In the agreement excerpt, how much notice must Altius give Producer before modifying or replacing its commission schedule?
======== QUOTED PASSAGE
1.13 Exercise of Authority. Producer shall not possess or exercise any
authority on behalf of Altius other than that expressly conferred by
this Agreement.
1.14 Non-Discrimination. Producer agrees to render the services contemplated
herein without regard to race, sex, religion, creed, color, national
origin or ancestry of any of Altius" potential or actual members.
1.15 Information Session. Producer will attend, at Producer's sole expense,
at least one Altius sponsored producer information session each
calendar year to be held in the county in which Producer resides.
1.16 Product Sales Limitation. Producer may sell only those products
specifically authorized and designated on Exhibit 2 hereto. Producer is
not authorized to solicit any other Altius products under this
Agreement.
1.17 Delegation Restriction. Producer shall not delegate any agents to
solicit applications for the Altius Plan(s) or to service Altius Plan
members without the prior express written consent of Altius.
1.18 Privacy clause - Non-disclosure of Nonpublic Personnel Financial and/or
Health Information. Except as otherwise provided in this Agreement, the
parties (and their respective officers, directors, employees, agents,
successors and assigns) shall hold any and all nonpublic personal
financial and or health information in the strictest confidence as a
fiduciary, and shall not, voluntarily or involuntarily, use, sell,
transfer, publish, disclose, display or otherwise make available to
others any portion of nonpublic personal financial and or health
information without the express written consent from Altius Health
Plans.
1.19 Refund of Commissions. If this Agreement is terminated, per the
provisions of the Agreement, then the Producer shall promptly refund
any improperly paid commissions to Altius. The Producer shall be
responsible for any collection, legal, or attorney's fees or expense
incurred by Altius to collect any improperly paid commissions.
(Initials)
4
ARTICLE II. OBLIGATIONS OF ALTIUS
2.1 Commissions. Altius will pay Producer first year and renewal
commissions on an Altius enrollment resulting from applications for the
Altius Plan(s) that are obtained by Producer and accepted by Altius.
Such commissions shall be based on the commission schedule(s) attached
to this Agreement as Exhibit 3 and incorporated herein and shall be
paid on membership premiums actually received by Altius for the
enrollments produced by Producer. Payment shall be as set forth in this
paragraph. Notwithstanding any other provision of this Agreement,
Altius may modify or replace its commission schedule(s) on thirty (30)
days prior written notice to Producer, and such modified or replacement
schedule(s) shall apply to all enrollments effective following the
effective date of such modification or replacement.
================
======== DATA EXTRACT
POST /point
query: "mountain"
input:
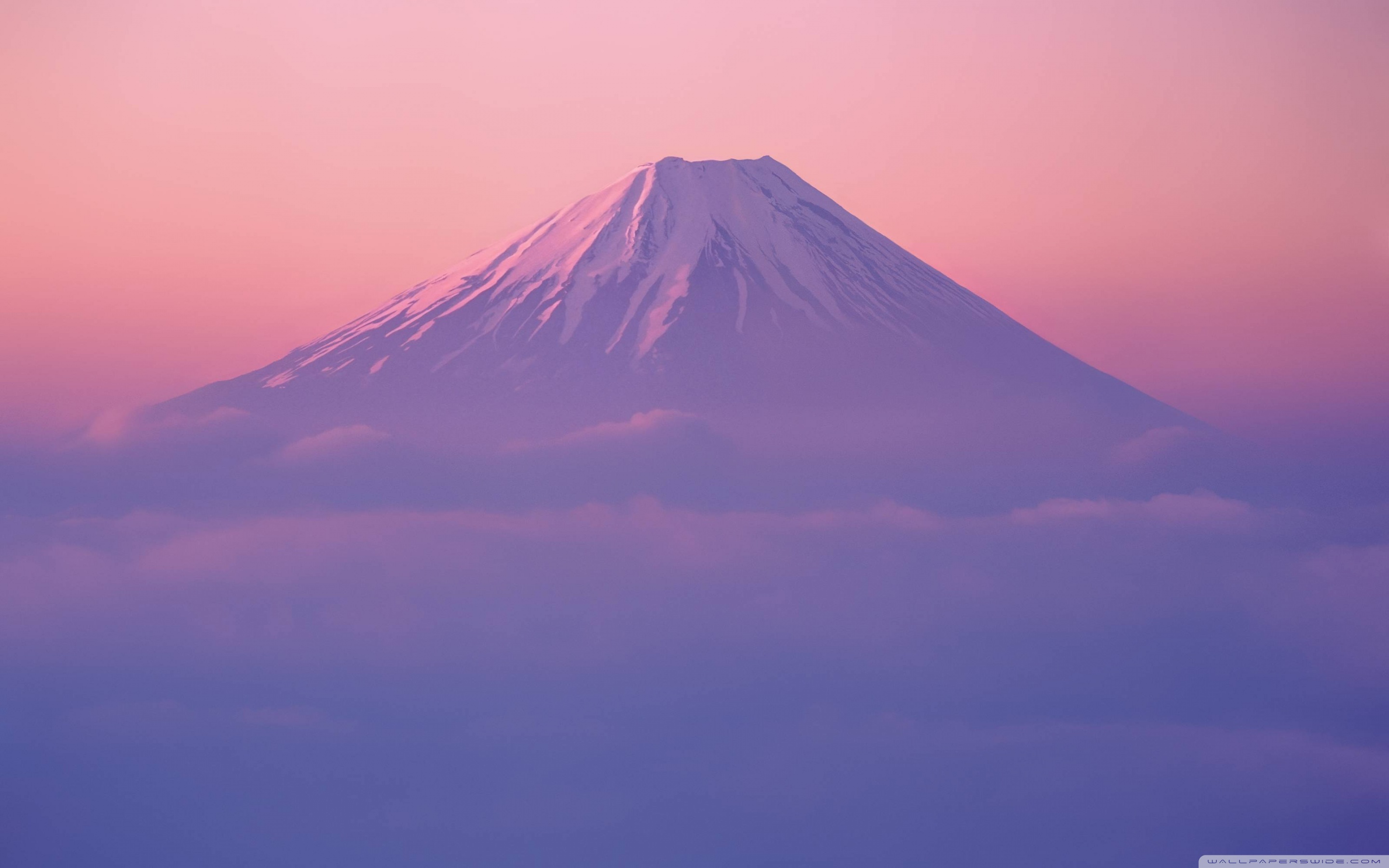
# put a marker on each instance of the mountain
(727, 291)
================
CORRECT ANSWER = Thirty (30) days prior written notice.